▸ **Exercise tasks**:
(1) Answer these questions using the text on the album Hayseed Timebomb:
(a) Which label released the album?
(b) How long was the tour the band used to support the album?
(c) Whose version of "Wreck of the Old 97" does the album cover?
(2) Quote the text on the album Hayseed Timebomb from "Studio album by" up to and including "with 10-week tour.".

Studio album by Nine Pound Hammer
- Released: 1994
- Genre: Cowpunk
- Length: 31:56
- Label: Crypt

Nine Pound Hammer chronology
| Smokin' Taters! (1992) | Hayseed Timebomb (1994) | Live at the VERA (1999) |

= Hayseed Timebomb =

Hayseed Timebomb is an album by the Kentucky-based cowpunk band Nine Pound Hammer, released in 1994. The band supported the album with 10-week tour.

"Wreck of the Old 97" is a cover of the Johnny Cash version of the song.

==Critical reception==

The Morning Call deemed the album "excellent," writing that "it takes a smart band to write painfully accurate songs such as 'Hayseed Timebomb', 'Stranded Outside Tater Knob' and 'Shotgun in a Chevy'." Trouser Press concluded that "the album’s trash-filled swamp of beer, No-Doz, junk food, sloppy sex and rifles blurs the us-them culture line in a hyped-up wail of droll debauchery."

AllMusic wrote that the band "relies on their comical faux aggression to produce something of hyper-real consequence."

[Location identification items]
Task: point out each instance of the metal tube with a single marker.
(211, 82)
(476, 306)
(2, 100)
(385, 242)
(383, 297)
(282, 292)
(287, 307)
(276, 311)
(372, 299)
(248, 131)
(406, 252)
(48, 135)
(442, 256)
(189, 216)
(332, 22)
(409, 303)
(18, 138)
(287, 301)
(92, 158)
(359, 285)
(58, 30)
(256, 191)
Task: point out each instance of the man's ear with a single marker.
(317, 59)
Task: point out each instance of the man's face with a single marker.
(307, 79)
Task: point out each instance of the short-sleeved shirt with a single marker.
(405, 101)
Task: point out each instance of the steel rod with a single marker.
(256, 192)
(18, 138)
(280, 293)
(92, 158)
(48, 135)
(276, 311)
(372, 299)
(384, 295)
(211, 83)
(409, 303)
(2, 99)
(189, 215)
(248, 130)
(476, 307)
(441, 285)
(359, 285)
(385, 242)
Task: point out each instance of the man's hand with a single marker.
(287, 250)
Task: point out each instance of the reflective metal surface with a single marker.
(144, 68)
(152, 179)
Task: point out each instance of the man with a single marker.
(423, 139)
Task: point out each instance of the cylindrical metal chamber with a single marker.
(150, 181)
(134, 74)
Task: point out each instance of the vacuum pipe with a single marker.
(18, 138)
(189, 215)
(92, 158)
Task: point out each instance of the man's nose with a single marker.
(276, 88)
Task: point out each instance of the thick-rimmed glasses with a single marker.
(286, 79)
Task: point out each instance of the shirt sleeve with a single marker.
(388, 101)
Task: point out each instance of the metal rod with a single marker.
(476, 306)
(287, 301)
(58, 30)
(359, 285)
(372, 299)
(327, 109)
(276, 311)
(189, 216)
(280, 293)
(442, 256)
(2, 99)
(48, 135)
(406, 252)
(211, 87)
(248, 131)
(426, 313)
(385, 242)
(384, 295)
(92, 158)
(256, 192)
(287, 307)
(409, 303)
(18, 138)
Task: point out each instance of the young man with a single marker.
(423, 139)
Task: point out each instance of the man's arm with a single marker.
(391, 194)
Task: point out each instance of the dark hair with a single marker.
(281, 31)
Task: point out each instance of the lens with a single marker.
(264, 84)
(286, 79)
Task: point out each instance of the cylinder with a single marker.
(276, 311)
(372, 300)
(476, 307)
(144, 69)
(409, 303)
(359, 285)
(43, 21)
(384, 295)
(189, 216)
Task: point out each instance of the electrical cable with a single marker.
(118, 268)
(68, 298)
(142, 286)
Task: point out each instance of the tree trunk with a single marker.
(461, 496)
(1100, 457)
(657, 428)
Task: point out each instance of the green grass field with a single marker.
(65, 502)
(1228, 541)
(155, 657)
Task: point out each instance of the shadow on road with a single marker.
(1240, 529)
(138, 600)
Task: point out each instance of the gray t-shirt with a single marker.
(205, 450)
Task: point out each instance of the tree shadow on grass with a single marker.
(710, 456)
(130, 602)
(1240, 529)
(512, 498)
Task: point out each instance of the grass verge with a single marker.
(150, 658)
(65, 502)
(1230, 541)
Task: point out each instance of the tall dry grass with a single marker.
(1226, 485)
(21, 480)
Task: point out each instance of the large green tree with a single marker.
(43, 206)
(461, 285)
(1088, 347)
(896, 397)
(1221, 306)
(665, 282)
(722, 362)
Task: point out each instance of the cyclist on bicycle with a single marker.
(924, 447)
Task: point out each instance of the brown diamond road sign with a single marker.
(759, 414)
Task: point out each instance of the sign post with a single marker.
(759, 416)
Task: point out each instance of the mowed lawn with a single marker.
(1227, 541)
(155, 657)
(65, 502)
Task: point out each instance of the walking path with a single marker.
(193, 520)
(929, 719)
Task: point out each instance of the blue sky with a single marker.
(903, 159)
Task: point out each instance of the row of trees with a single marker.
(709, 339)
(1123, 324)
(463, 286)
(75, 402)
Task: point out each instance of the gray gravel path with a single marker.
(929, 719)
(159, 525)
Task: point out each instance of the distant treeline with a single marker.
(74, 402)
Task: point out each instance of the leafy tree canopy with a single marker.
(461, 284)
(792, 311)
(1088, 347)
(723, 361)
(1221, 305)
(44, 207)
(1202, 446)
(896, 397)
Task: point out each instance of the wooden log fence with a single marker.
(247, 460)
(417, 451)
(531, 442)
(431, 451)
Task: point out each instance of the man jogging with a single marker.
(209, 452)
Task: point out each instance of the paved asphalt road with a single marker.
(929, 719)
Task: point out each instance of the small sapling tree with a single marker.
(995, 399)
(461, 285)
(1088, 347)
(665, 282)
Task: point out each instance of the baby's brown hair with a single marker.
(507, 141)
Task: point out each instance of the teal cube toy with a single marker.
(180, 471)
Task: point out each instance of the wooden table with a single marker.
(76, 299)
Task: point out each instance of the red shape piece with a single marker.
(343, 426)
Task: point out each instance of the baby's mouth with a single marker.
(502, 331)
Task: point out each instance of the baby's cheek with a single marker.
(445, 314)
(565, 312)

▸ **The results**:
(1)
(a) Crypt
(b) 10 weeks
(c) Johnny Cash's

(2)
Studio album by Nine Pound Hammer
- Released: 1994
- Genre: Cowpunk
- Length: 31:56
- Label: Crypt

Nine Pound Hammer chronology
| Smokin' Taters! (1992) | Hayseed Timebomb (1994) | Live at the VERA (1999) |

= Hayseed Timebomb =

Hayseed Timebomb is an album by the Kentucky-based cowpunk band Nine Pound Hammer, released in 1994. The band supported the album with 10-week tour.